* Begin TEXT PROVIDED *

Hive query result based on header record - hive

I have a signle file like below which is contains the data combined from 4 different files into a single file from the source system.
The NEWFILE= is the separator of the data. For example all the data after the line NEWFILE=STUDENT and till the line NEWFILE=SUBJECT belongs to STUDENT file.
The issue is we don't have any pattern to separate the records of each file.
Also the source system cannot separate the file into 4 files.
I need to load this single input file and separate the records as per the header of the record.
What i did is loaded the data into a Hive table and tried the ROW_NUMBER & Random function.
I thought of using the ROW_NUMBER function to identify the row of each header and then filter the records in between the header rows, but ROW_NUMBER function output is not same as actual line order of the file. Due to this a row belonging to STUDENT may be assigned to SUBJECT.
I can't use the random function as it also doesn't give the actual row number
The file content data is given below
NEWFILE=STUDENT
100 XYZ
101 ABC
102 DEF
NEWFILE=SUBJECT
1 ENGLISH
2 MATHS
NEWFILE=TEACHERS
110 AAAAAAAA
111 BBBBBBB
222 CCCCCCC
333 DDDDDD
NEWFILE=CLASSES
1 CLASS-1
2 CLASS-2
Please advise how can I achieve my the desired output.

create external table myfile (rec string)

* End TEXT PROVIDED *

WRITTEN INSTRUCTION:
Answer these questions from the Hive thread:
1. What does the combined file use to separate the data of each file?
2. Why did the ROW_NUMBER function not work for the poster?
3. Under which file do the lines "1 ENGLISH" and "2 MATHS" fall?
The records that come next have nothing to do with the Hive thread.

* Begin DATA LISTING *

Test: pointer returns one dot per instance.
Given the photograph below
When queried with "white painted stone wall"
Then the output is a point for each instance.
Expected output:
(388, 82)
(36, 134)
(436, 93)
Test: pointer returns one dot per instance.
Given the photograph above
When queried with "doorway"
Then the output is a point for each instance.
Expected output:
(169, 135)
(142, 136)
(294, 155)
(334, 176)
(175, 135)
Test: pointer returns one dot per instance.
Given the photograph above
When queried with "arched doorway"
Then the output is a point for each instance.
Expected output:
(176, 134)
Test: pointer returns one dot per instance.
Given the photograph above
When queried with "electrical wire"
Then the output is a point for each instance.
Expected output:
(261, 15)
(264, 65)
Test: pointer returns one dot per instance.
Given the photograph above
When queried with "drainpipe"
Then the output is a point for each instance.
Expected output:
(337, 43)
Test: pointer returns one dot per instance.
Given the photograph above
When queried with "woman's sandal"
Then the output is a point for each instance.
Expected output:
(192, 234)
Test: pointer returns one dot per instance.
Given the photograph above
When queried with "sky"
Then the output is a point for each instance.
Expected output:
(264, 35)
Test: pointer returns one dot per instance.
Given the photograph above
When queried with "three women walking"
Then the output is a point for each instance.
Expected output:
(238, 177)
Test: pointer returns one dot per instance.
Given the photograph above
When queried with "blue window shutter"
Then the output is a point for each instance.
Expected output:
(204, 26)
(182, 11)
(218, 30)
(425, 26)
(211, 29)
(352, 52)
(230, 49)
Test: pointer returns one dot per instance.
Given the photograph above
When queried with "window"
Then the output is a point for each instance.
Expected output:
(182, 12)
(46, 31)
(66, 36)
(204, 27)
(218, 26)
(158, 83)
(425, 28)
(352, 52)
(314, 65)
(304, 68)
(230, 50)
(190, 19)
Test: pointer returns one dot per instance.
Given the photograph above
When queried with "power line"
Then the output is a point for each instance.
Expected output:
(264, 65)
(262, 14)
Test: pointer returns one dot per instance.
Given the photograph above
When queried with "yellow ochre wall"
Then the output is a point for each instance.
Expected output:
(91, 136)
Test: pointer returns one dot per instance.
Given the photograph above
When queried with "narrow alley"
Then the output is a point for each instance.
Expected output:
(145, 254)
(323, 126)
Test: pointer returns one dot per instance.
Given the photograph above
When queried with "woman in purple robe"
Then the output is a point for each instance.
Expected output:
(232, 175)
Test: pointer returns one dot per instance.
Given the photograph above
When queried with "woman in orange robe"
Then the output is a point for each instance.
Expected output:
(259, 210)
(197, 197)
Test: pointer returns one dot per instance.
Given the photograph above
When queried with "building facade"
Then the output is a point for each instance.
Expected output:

* End DATA LISTING *

FINISHED EXERCISE:
1. The NEWFILE= line separates the data of each file.
2. Its output did not match the actual line order of the file, so a row from one file could be assigned to another.
3. They fall under the SUBJECT file.